Reputation: 83
I tried to follow this example modify glm... user specificed link function in r but am getting errors. I have binary data, and would like to change the link function from "logit" to a negative exponential link. I want to predict the
probability of success(p) = 1-exp(linear predictor)
The reason I need this link instead of one of the built-in links is that p increases in a convex manner between 0 and 0.5, but the "logit", "cloglog", "probit", and "cauchy" only allow a concave shape. See attached photo for reference: predicted p vs binned observations
Simulate data
location<-as.character(LETTERS[rep(seq(from=1,to=23),30)])
success<-rbinom(n=690, size=1, prob=0.15)
df<-data.frame(location,success)
df$random_var<-rnorm(690,5,3)
df$seedling_size<-abs((0.1+df$success)^(1/df$random_var))
df<-df[order(df$location)]
Create custom link function. Note: eta = linear predictor, mu = probability
negex<-function(){
##link
linkfun<-function(mu) log(-mu+1)
linkinv<-function(eta) 1-exp(eta)
## derivative of inverse link with respect to eta
mu.eta<-function(eta)-exp(eta)
valideta<-function(eta) TRUE
link<-"log(-mu+1)"
structure(list(linkfun=linkfun,linkinv=linkinv,
mu.eta=mu.eta,valideta=valideta,
name=link),
class="link-glm")
}
Model success as a function of seedling size
negexp<-negex()
model1<-glm(success~seedling_size,family=binomial(link=negexp),data=df)
Error: no valid set of coefficients has been found: please supply starting values
Model using glmer (My ultimate goal)
model2<-glmer(success~seedling_size+ (1|location),family=binomial(link=negexp),data=df)
Error in (function (fr, X, reTrms, family, nAGQ = 1L, verbose = 0L, maxit = 100L, : (maxstephalfit) PIRLS step-halvings failed to reduce deviance in pwrssUpdate
I get different error messages, but I think the problem is the same regardless of whether using glmer or glm, and that is that my link function is wrong somehow.

Short task 1: Render the lines of the records below as a numbered list, omitting blank lines and leaving out the pictures.

Records for the exercise:
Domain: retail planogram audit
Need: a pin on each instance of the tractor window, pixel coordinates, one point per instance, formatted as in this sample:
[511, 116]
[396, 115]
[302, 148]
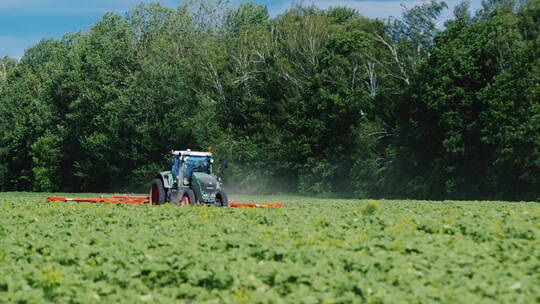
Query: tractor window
[196, 164]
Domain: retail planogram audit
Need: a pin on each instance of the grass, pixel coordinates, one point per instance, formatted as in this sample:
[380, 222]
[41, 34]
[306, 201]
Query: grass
[311, 251]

Short task 2: Extend the forum post about a custom negative exponential link function for glm in R, picking up after its last sentence.

Task answer 1:
1. Domain: retail planogram audit
2. Need: a pin on each instance of the tractor window, pixel coordinates, one point per instance, formatted as in this sample:
3. [511, 116]
4. [396, 115]
5. [302, 148]
6. Query: tractor window
7. [196, 164]
8. Domain: retail planogram audit
9. Need: a pin on each instance of the grass, pixel coordinates, one point per instance, formatted as in this sample:
10. [380, 222]
11. [41, 34]
12. [306, 201]
13. Query: grass
14. [311, 251]

Task answer 2:
Upvotes: 3
Views: 591
Reputation: 83
I found the answer. Most helpful was this R thread from 2016. There were 2 issues. First, my link fuction was wrong. I revised it to this:
negex <- function()
{
linkfun <- function(mu) -log(1-mu)
linkinv <- function(eta) 1-exp(-eta)
mu.eta <- function(eta) exp(-eta)
valideta <- function(eta) all(is.finite(eta)&eta>0)
link <- paste0("negexp")
structure(list(linkfun = linkfun, linkinv = linkinv,
mu.eta = mu.eta, valideta = valideta, name = link),
class = "link-glm")
}
Second, the model required specific starting values. These will be unique to your data. Here is the first few lines of the data that I actually found the solution to:
site plot sub_plot oak_success oak_o1_gt05ft..1
0001 10 3 1 0
0001 12 2 0 0
0001 12 3 0 0
0001 12 4 0 0
0001 13 4 0 0
I don't know how to post the full data to this site, but if someone wants it to run the example, shoot me an email: [email protected]
negexp<-negex()
Hopefully this helps someone in the future, because I found no other examples of this being solved on stack overflow or online. Using the new starting values, I was able to get the model to run:
starting_values<-c(1,0) #1 for the intercept and 0 for the slope
h_gt05_solo_negex2<-glm(oak_success~ oak_o1_gt05ft..1 ,
family=binomial(link=negexp),start=starting_values,data=rocdf)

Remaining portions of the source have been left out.